** Your assignment **
Write out the full listing exactly as given, minus the images.

======== Exercise data ========

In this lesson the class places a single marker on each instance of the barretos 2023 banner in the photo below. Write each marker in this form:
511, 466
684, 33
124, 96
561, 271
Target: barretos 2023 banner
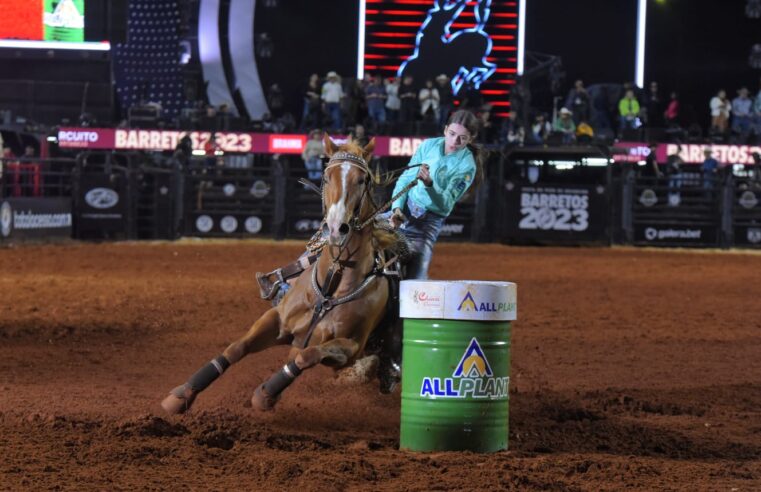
232, 142
690, 153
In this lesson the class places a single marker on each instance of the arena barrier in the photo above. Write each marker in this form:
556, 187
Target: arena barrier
456, 359
541, 201
527, 197
35, 199
684, 210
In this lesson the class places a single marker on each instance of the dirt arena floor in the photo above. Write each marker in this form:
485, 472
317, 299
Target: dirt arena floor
631, 369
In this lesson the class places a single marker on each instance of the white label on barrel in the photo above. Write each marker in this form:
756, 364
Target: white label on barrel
467, 300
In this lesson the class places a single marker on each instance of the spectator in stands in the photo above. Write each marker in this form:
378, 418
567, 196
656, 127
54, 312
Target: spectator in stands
579, 102
564, 124
275, 100
710, 167
359, 135
742, 111
651, 170
720, 109
209, 120
540, 130
654, 106
223, 118
311, 115
671, 115
429, 102
446, 99
183, 152
585, 134
312, 156
375, 95
628, 111
512, 133
353, 105
487, 133
408, 97
392, 99
331, 95
674, 172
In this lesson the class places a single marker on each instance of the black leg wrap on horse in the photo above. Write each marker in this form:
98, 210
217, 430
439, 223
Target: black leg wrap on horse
208, 373
282, 379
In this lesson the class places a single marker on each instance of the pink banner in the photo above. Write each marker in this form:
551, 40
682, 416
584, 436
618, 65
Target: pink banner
690, 153
233, 142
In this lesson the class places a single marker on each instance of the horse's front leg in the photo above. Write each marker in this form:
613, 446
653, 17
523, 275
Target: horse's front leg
262, 334
335, 353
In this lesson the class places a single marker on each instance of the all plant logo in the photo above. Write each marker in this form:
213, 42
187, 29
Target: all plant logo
469, 303
472, 378
473, 363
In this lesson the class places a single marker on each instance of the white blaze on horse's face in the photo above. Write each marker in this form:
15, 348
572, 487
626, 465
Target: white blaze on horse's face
337, 213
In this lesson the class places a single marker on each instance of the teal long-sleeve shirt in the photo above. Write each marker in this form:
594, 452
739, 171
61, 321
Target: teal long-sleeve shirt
451, 174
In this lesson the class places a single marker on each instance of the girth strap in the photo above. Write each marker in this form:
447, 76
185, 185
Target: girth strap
325, 303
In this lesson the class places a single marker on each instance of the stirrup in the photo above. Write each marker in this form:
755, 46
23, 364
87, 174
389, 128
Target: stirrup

========

** Response to the task **
In this lesson the class places a single marker on each instance of the barretos 2023 banner in the photo below. Write each marker in this form:
511, 466
684, 33
124, 96
561, 271
Target: barretos 2023 banner
232, 142
690, 153
In this lesson the class places a single marker on each instance of the arena barrier in the photo above. Write each marker in this form:
556, 187
Target: arena barrier
456, 359
541, 201
527, 197
35, 199
684, 210
In this lesson the class places a single marker on each instance of the dirt arena floor in the photo above. Write each marker in this form:
485, 472
317, 299
Target: dirt arena floor
631, 369
In this lesson the class places a single marker on each instance of the white label on barrel in the photo above. Write each marker in this form:
756, 364
Target: white label on barrel
467, 300
In this lesson the class places a single marker on each instance of the spectator in stands in the photo above. Write each marker in this form:
378, 418
567, 196
656, 127
54, 312
Target: spectator in stands
579, 102
564, 124
275, 100
710, 167
359, 135
742, 111
651, 170
720, 109
209, 120
540, 130
654, 106
223, 118
311, 115
671, 115
429, 102
446, 99
183, 152
585, 134
312, 156
375, 95
628, 111
512, 133
353, 105
487, 133
408, 97
392, 99
331, 95
674, 172
In this lesson the class places a single marker on each instance of the black leg wrap on horse in the photo above. Write each marker in this form:
98, 210
217, 430
439, 223
Target: black leg wrap on horse
208, 373
282, 379
In this lesson the class places a single marker on each instance of the pink banner in the photo above. Write each marker in this form:
551, 40
682, 416
584, 436
618, 65
Target: pink banner
690, 153
233, 142
In this lesson the class places a single marker on each instance of the horse's front leg in the photo above. Write each marker in this form:
613, 446
653, 17
523, 275
Target: horse's front leg
262, 334
335, 353
In this lesson the class places a single marker on each instance of the all plant logo in the photo above. Write each marker in this form:
213, 42
187, 29
Target: all plant logo
469, 303
472, 378
473, 363
In this lesson the class places a single marker on each instance of the white blaze on horse's face in the photo above. Write each marker in this form:
15, 348
572, 487
626, 465
Target: white blaze on horse's face
337, 213
In this lesson the class places a single marker on each instance of the teal long-sleeve shirt in the photo above. Write each marker in this form:
594, 452
739, 171
61, 321
Target: teal long-sleeve shirt
451, 174
In this lesson the class places a single marker on each instance of the girth strap in the photo above. Write each marker in this form:
447, 76
185, 185
Target: girth strap
325, 303
In this lesson the class places a single marker on each instance of the stirrup in the photo above. Write each marker in this form:
755, 46
23, 364
87, 174
389, 128
Target: stirrup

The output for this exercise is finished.